> [READING TEXT]:
☆ ☆ ☆ ☆ ☆ ☆ ☆
# Honda HS928 VS Ariens Pro Track 28"



## Skeet Shooter (Oct 2, 2014)

So after not being able to get a good quote for my investment property for plowing ($80 per 3") being the only quote I was able to get. I have decided to just buy a second snowblower and keep one at the house... Anyhow...

I am down to two and scheduled for a test on the Honda HS928 tomorrow. The Ariens Professional Tracked 28" Hydro is the other.

So here is what I'm trying to figure out... Price is actually cheaper on the Honda vs the Ariens, as I believe that has a little bit to do with the 3 extra featuers the Ariens has over the Honda.
Ariens has:
Drift Cutters (not a big deal, I could make that myself)
Electric Heated Handlebars (I believe I can get a kit for around $80-$90 online)
14" Impeller (Thats where I need a little advice)
☆ ☆ ☆ ☆ ☆ ☆ ☆
Write a continuation of the forum post comparing the Honda HS928 and Ariens Pro Track 28" snowblowers, starting after its last line. The records stand apart from the snowblower comparison and are separate material.

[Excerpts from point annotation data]
☆ ☆ ☆ ☆ ☆ ☆ ☆
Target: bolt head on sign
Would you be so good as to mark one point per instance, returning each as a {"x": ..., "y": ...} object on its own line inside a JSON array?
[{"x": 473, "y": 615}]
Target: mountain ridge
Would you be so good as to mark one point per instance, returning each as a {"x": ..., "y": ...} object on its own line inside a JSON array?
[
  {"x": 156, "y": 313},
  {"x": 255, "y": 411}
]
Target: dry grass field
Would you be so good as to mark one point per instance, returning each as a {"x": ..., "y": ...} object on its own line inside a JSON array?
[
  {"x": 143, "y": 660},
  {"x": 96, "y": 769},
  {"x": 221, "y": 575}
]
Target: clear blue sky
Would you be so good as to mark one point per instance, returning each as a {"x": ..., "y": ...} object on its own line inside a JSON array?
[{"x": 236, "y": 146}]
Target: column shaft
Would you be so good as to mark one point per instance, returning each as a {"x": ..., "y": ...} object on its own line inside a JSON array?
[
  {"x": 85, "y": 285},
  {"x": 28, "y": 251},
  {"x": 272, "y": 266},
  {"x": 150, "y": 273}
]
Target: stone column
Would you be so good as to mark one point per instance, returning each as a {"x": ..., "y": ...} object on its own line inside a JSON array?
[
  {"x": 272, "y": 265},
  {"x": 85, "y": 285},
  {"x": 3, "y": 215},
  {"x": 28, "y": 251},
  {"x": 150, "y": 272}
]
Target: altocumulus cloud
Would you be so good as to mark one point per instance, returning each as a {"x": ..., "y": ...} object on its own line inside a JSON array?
☆ ☆ ☆ ☆ ☆ ☆ ☆
> [EXERCISE RESULT]:
Here is what I can't figure out... I know the Ariens has a B&S 420cc 21 Lb Torque engine and has the bigger impeller. Logic would dictate that it should be able to handle more snow intake and output. 

Now, the Honda in my mind is absolutely bulletproof. I know I'll be happy with it, and I can get one from my local dealer where I bought my mower. The only thing I'm hung up on is the potential for bogging down, as its a smaller enging 270CC 14 LB Torque. Every video I've seen with a honda, shows it shooting snow into the atmosphere, and I havnt seen a big bog down either... 


The Ariens also has what I would call a sub-par track drive with "Locking" differentials... I don't like that design at all.
Can anyone help provide some clarity on this?


----------



## db9938 (Nov 17, 2013)

I may be wrong, but one way to overcome the impeller size, is impeller speed. This would also explain the distance that you have observed in the videos. 

That said, I think of the two philosophies of impeller design, and which is the better one, depends on your typical snowfall type. 

The faster impeller design would probably be best for colder climes, with a more fluffy consistency. Where as the larger design, may work better with heavier and wetter snow and ice.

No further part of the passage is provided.